Task item |
Select all lines holding the word "jeans" from the entries that follow.

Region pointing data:
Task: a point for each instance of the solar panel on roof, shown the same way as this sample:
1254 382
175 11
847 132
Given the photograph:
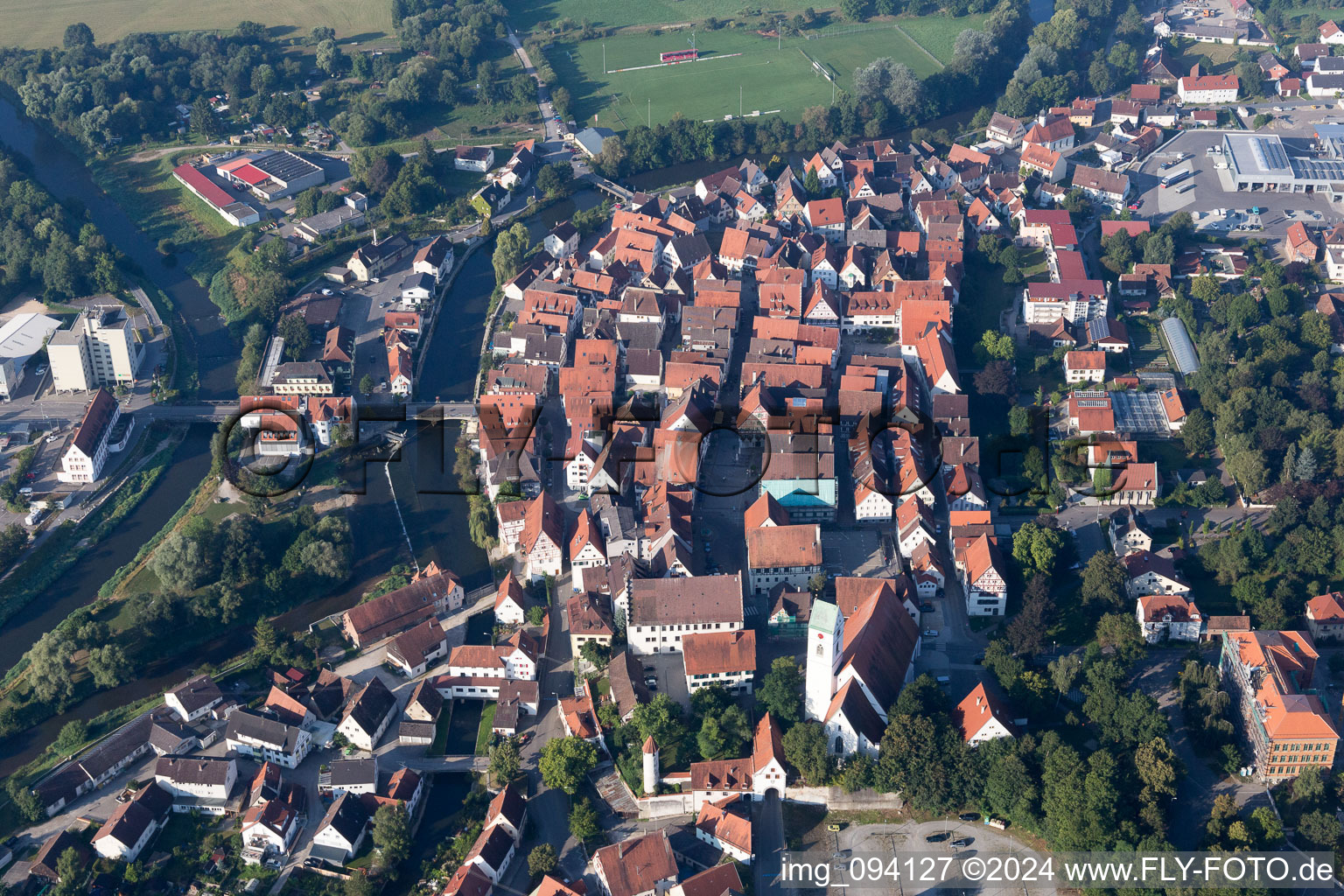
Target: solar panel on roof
1181 349
1269 153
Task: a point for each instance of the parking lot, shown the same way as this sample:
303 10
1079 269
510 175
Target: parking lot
1211 203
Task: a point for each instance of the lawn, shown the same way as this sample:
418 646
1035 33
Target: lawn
464 725
42 24
486 728
772 77
984 296
1035 269
616 14
164 208
1146 346
1215 58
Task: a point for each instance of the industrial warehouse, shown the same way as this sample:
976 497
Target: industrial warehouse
270 175
1263 161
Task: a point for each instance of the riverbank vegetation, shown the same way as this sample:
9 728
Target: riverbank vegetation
46 250
72 540
200 578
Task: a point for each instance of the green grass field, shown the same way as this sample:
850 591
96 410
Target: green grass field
32 23
937 34
1214 58
614 14
770 77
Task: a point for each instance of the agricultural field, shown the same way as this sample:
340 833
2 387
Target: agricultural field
616 14
38 23
937 34
772 77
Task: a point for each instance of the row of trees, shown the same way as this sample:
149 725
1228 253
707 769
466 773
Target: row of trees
1268 378
120 92
1068 57
45 248
213 578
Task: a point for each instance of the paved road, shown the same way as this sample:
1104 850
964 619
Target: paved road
769 844
543 94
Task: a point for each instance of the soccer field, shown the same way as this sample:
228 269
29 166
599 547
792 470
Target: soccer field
619 14
42 23
772 77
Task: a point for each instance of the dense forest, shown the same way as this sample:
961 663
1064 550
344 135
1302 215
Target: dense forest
1068 55
43 248
127 90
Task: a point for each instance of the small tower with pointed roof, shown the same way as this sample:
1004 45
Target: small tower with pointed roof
651 767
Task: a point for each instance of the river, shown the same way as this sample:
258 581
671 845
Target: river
421 477
436 517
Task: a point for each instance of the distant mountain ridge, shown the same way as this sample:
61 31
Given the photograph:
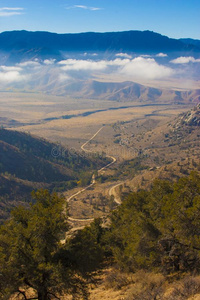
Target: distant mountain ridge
25 44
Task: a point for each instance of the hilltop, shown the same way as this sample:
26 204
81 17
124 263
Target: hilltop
23 45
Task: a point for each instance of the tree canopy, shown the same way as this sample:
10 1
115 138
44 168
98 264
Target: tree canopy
29 244
159 228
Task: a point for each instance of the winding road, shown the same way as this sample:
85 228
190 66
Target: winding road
100 171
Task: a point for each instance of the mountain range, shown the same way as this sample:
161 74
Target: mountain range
23 45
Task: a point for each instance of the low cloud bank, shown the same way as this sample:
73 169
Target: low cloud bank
124 65
185 60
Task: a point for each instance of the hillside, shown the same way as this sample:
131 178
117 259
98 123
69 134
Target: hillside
28 163
20 45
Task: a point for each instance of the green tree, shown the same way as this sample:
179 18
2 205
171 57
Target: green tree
30 247
159 228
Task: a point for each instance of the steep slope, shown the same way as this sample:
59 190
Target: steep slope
17 45
28 163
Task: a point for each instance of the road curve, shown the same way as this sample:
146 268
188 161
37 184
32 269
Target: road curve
100 171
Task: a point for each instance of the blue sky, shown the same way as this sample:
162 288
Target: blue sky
174 18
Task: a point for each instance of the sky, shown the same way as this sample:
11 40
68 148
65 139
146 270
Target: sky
174 18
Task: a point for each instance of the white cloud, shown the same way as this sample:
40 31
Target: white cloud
49 61
11 77
82 65
161 55
185 60
84 7
10 11
146 68
123 55
29 63
139 67
10 68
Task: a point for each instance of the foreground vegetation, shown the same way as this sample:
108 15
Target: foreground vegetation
154 231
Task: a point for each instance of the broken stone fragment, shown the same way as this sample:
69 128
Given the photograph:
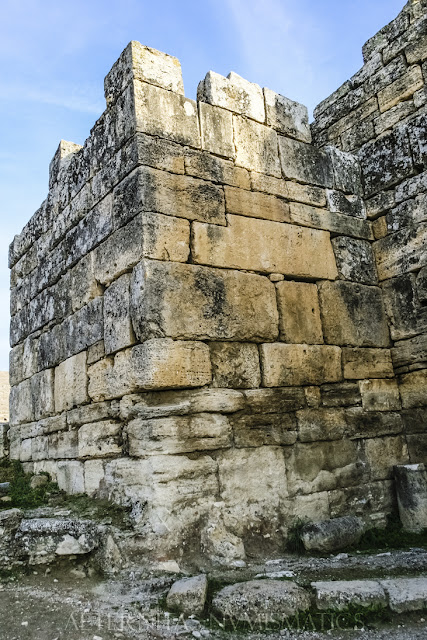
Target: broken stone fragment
188 596
330 535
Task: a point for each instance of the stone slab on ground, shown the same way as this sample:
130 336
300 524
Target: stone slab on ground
256 599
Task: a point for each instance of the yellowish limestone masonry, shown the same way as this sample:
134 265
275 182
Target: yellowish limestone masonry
202 306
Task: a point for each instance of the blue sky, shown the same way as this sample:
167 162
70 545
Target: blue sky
54 56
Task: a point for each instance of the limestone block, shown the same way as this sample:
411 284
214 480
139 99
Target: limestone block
165 114
339 594
348 205
346 171
411 488
401 252
299 313
372 424
93 412
93 476
380 395
265 246
367 363
293 365
305 163
321 424
118 331
148 189
288 117
157 404
151 235
401 89
233 93
406 594
42 389
100 439
275 400
138 62
21 403
252 500
255 205
413 389
256 147
178 434
63 444
307 216
355 260
163 363
208 167
188 595
212 303
235 365
328 536
382 454
216 126
70 476
71 383
82 285
386 161
324 466
358 316
342 394
256 600
264 429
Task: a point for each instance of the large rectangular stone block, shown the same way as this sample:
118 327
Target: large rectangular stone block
191 302
299 364
178 434
71 383
148 189
353 314
265 246
305 163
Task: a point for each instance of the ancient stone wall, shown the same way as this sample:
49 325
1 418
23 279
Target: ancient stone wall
198 328
380 114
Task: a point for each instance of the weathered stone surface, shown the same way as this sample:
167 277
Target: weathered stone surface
233 93
216 126
235 365
288 365
178 434
256 147
288 117
188 595
406 594
118 330
145 64
148 189
411 488
299 313
213 304
155 364
257 600
380 395
331 535
413 389
339 594
255 205
71 383
351 322
355 260
266 246
100 439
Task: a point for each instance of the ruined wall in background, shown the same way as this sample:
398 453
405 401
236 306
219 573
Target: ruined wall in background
380 115
198 328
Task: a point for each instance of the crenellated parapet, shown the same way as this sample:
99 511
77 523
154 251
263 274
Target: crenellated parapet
197 326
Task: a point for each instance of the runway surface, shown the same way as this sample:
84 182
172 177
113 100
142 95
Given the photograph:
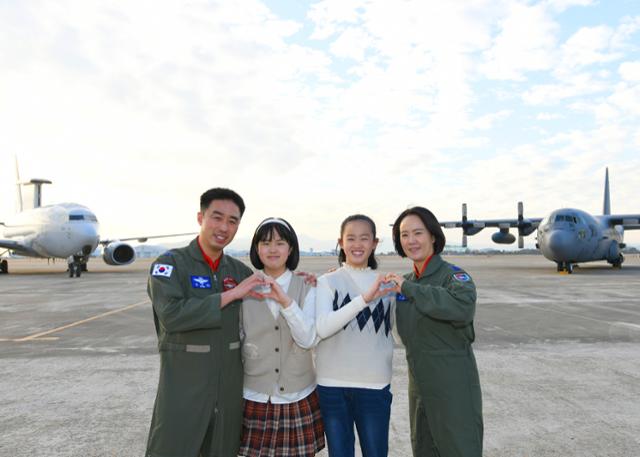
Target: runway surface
559 358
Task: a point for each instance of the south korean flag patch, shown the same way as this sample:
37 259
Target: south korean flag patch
462 277
160 269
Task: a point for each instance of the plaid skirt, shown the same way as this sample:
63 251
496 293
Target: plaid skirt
282 430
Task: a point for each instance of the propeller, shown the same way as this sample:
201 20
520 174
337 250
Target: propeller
525 226
520 223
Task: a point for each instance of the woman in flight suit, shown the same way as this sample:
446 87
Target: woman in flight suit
435 307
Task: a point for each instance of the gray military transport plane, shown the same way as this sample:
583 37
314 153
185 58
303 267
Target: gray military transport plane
566 236
62 231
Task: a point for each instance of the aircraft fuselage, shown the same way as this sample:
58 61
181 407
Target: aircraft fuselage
55 231
570 236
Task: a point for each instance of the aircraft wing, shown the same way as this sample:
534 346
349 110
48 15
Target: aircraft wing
18 248
524 226
628 221
142 239
482 223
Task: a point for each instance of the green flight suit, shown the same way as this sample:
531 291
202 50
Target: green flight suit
198 407
434 318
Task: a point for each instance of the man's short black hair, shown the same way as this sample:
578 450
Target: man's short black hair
221 193
429 221
264 232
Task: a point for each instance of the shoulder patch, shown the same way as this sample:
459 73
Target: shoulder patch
462 277
201 282
161 269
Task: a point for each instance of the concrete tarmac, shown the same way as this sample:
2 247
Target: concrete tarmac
558 354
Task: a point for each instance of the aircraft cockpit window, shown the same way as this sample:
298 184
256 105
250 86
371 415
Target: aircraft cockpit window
82 217
565 218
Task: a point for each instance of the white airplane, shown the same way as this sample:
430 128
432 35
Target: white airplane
566 236
61 231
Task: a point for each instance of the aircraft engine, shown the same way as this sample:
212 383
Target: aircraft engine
503 237
614 254
118 253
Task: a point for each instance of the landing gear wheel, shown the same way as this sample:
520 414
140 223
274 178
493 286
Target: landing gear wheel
75 269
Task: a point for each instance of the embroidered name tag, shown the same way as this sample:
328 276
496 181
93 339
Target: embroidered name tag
201 282
462 277
160 269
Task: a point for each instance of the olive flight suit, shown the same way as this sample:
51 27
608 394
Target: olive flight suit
434 316
198 407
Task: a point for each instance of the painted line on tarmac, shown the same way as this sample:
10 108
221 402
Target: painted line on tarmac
40 335
600 321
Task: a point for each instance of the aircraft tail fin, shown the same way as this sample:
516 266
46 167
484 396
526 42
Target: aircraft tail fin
18 187
29 192
606 208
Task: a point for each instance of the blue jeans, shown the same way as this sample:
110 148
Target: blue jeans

Answer section |
Task: a point for each instance of the blue jeans, shown the same way as this sample:
Target: blue jeans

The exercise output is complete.